— WHAT THE EXERCISE ASKS —
Which lines of the material contain the word "muddy"? Select and copy every one of them, and treat case as significant.

— begin ENTRIES SHOWN —

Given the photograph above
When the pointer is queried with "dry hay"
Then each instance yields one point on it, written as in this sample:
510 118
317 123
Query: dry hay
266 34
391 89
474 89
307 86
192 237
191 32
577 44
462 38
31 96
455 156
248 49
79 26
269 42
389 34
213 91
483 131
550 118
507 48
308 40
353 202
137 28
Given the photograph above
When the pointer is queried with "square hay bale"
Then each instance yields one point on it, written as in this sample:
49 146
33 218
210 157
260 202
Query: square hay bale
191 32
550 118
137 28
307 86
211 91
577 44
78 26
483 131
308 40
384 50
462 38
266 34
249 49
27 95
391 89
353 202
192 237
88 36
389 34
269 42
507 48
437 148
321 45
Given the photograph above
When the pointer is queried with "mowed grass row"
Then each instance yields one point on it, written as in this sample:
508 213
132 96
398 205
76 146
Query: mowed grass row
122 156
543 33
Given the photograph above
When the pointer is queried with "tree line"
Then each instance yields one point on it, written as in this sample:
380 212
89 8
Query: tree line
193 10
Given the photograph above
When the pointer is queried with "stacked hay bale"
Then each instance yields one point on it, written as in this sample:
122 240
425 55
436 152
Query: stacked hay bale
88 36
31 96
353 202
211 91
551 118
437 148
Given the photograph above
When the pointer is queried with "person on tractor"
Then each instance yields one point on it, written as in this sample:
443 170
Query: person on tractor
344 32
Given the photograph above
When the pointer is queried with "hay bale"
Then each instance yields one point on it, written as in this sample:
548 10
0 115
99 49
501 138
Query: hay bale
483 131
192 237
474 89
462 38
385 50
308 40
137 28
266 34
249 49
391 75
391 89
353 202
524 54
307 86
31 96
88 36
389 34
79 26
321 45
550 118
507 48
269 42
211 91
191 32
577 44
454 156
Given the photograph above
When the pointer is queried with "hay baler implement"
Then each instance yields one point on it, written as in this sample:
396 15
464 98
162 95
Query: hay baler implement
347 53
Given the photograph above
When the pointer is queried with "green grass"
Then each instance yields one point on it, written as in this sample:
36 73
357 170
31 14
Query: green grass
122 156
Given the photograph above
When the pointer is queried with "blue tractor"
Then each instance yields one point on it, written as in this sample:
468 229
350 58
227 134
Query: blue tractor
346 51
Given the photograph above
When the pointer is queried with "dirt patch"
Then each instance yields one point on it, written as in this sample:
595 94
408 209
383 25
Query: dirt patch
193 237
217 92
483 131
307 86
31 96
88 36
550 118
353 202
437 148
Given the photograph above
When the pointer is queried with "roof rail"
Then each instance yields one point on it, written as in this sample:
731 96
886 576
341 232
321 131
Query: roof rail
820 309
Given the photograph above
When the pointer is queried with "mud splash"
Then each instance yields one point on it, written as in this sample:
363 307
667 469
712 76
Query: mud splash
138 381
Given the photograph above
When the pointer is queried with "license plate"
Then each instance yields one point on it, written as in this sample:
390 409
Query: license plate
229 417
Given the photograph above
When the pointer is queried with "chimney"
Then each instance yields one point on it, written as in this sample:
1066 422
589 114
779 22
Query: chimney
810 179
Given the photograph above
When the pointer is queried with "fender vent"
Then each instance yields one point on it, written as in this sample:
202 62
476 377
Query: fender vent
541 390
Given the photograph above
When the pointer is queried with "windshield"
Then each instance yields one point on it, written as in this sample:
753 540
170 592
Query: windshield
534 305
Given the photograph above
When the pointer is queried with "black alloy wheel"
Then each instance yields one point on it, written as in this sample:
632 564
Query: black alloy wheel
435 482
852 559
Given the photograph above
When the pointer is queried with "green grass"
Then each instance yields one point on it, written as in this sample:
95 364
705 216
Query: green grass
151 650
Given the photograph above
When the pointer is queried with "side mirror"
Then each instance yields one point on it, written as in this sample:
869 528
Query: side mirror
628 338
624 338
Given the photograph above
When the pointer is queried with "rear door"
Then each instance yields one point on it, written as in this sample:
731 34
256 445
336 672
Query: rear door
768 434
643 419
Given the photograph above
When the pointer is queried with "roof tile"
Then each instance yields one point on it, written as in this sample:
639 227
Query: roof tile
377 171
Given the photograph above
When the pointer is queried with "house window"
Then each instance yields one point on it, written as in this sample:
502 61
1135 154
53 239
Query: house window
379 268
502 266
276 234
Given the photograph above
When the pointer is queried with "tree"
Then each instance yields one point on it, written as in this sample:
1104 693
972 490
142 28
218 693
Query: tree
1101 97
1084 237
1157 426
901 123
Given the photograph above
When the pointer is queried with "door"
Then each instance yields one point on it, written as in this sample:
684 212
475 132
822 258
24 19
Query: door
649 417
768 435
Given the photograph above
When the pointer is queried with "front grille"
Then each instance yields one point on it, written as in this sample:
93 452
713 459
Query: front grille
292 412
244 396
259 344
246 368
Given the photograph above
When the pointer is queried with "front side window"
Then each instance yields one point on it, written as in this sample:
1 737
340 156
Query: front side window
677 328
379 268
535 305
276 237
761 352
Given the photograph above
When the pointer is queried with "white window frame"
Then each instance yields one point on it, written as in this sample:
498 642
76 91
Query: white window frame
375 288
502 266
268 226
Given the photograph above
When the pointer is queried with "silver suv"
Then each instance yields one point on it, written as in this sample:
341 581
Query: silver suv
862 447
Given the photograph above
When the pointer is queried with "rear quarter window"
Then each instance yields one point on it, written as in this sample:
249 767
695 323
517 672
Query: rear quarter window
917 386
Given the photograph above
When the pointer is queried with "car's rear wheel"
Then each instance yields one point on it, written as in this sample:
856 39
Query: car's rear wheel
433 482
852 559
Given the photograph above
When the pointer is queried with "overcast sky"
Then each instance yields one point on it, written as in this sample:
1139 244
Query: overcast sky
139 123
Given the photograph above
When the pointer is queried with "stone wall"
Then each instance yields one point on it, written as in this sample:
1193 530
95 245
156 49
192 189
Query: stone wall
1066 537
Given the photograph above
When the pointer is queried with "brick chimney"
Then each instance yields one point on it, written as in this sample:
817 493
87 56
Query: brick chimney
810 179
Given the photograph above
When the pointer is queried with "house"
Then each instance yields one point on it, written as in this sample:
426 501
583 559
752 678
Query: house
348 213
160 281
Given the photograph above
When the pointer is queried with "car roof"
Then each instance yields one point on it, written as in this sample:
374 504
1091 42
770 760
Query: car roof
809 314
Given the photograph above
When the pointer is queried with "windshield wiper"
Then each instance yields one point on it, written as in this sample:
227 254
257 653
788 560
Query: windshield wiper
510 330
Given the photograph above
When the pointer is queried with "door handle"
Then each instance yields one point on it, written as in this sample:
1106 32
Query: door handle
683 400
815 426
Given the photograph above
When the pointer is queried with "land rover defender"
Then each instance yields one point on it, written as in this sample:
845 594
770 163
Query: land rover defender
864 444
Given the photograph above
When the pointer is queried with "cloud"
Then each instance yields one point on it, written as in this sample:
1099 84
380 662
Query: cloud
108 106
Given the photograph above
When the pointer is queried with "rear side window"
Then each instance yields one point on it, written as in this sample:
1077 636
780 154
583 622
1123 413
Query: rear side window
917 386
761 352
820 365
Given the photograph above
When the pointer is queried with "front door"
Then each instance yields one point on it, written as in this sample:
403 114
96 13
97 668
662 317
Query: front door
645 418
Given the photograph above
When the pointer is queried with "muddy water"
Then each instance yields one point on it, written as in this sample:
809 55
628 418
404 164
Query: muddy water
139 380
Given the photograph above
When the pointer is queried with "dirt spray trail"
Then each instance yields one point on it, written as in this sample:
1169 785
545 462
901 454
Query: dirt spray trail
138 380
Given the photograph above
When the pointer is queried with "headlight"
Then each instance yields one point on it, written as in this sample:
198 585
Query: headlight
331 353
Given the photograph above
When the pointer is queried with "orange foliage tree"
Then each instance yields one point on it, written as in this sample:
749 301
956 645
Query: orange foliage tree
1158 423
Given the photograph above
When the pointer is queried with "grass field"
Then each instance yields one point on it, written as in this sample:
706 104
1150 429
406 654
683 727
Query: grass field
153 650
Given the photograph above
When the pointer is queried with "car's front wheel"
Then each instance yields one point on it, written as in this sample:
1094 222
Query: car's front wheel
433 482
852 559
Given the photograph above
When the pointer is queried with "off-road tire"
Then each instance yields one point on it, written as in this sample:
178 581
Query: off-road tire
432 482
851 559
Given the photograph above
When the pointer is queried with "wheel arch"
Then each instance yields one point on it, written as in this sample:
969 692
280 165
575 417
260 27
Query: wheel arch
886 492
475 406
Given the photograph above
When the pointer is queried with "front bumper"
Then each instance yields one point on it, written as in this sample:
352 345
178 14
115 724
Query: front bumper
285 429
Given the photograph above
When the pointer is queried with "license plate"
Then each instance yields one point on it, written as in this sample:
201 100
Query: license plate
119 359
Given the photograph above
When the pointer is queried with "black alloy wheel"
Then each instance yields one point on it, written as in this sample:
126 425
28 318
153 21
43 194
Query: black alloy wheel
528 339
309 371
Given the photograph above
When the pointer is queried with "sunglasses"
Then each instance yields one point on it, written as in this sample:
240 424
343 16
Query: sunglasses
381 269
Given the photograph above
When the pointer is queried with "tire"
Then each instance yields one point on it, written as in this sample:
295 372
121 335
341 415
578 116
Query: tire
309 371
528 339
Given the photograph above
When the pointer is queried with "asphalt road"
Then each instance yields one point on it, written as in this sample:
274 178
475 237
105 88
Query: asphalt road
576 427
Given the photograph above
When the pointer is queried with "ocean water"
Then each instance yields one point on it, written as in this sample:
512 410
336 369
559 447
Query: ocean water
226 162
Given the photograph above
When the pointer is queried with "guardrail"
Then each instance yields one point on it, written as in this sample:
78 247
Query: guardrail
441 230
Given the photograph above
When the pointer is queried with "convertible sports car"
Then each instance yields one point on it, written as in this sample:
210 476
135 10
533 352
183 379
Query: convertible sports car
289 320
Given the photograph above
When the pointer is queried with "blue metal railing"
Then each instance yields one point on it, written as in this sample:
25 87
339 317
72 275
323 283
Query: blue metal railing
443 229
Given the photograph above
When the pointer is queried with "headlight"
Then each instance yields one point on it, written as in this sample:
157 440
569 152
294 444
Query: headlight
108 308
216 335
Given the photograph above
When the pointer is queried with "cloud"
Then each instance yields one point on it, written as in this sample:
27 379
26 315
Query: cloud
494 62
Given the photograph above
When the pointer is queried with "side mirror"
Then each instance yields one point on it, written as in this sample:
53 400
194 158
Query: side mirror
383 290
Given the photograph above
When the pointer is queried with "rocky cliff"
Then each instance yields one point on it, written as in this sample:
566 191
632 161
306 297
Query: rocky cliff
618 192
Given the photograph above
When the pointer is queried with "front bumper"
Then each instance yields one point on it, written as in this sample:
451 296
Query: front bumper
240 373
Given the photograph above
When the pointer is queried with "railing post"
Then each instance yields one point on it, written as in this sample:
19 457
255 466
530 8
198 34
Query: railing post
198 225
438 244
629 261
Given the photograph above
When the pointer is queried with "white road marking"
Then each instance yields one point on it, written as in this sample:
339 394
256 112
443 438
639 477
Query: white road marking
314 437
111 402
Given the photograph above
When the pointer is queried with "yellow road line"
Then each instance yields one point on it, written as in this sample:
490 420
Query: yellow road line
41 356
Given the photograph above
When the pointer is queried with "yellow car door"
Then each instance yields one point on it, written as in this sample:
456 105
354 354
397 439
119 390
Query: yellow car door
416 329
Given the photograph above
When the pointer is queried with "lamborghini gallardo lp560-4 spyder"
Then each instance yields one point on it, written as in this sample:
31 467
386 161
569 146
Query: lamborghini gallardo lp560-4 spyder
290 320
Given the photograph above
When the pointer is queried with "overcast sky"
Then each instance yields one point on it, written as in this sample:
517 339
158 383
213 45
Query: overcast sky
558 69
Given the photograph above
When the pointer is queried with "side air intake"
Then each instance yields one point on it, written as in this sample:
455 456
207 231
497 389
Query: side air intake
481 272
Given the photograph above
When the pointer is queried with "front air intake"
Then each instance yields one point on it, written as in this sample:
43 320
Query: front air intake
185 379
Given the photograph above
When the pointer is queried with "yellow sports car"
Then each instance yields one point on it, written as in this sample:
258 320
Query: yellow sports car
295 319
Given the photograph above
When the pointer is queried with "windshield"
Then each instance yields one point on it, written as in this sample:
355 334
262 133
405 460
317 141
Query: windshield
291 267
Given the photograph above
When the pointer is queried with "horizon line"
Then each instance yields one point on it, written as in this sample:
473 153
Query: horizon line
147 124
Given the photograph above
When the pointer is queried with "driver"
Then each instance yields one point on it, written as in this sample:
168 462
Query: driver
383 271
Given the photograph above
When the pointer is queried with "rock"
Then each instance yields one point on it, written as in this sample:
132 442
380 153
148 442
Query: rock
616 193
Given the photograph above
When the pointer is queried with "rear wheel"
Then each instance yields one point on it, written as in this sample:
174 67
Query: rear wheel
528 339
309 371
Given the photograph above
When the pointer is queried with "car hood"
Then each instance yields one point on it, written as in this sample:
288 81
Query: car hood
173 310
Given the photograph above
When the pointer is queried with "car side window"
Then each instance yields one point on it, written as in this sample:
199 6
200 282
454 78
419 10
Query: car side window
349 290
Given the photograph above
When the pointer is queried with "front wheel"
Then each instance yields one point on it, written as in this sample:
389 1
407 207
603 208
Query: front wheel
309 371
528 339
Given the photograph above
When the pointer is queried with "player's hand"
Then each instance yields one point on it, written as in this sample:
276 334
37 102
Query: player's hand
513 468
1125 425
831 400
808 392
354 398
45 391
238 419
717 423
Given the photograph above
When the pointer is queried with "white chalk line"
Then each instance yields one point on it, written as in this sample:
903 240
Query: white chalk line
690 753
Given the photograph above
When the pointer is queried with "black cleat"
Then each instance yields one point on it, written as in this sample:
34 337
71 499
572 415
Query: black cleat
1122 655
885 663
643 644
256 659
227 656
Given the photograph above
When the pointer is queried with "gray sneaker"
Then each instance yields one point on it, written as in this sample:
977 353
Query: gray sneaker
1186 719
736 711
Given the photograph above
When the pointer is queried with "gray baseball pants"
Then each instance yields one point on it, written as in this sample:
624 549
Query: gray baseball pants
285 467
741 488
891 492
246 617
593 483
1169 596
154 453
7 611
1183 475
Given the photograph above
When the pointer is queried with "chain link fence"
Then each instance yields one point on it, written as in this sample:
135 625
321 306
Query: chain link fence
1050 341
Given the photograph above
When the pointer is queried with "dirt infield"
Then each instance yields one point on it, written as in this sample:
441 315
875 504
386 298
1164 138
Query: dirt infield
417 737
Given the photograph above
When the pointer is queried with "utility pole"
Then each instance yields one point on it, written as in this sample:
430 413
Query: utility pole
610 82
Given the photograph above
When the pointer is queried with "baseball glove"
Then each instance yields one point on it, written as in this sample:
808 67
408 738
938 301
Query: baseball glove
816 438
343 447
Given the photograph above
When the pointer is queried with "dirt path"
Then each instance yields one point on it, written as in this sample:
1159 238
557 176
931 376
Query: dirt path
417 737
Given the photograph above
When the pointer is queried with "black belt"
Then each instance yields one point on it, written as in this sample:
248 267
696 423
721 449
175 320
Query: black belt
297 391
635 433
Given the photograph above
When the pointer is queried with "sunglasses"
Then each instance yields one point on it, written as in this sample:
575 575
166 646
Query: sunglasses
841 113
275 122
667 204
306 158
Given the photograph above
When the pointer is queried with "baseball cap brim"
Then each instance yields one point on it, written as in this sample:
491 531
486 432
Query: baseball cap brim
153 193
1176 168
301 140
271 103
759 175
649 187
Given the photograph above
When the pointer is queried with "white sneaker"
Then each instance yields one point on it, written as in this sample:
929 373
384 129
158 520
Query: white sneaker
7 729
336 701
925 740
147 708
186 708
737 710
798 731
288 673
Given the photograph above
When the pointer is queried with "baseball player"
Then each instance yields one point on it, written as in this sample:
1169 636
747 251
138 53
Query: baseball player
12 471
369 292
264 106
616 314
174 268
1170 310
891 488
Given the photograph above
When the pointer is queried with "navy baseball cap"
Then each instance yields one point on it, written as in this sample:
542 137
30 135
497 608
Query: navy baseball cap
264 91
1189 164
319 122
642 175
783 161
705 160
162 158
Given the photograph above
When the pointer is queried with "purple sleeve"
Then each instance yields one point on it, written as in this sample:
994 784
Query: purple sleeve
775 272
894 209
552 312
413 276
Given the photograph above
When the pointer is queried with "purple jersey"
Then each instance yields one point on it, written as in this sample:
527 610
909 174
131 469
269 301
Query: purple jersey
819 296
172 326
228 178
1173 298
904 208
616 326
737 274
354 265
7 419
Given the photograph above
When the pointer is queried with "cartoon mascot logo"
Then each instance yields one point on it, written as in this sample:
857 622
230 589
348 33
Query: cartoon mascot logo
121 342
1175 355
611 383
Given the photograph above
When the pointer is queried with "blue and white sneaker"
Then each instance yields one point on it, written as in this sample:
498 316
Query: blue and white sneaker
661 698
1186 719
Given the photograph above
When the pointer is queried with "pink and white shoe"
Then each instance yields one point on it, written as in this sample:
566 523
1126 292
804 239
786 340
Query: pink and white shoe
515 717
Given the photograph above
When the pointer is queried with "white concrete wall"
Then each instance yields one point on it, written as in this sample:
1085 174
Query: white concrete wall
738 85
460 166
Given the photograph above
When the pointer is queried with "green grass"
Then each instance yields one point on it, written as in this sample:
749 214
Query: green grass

— end ENTRIES SHOWN —

— REPLY —
When the pointer is queried with "muddy water"
Query: muddy water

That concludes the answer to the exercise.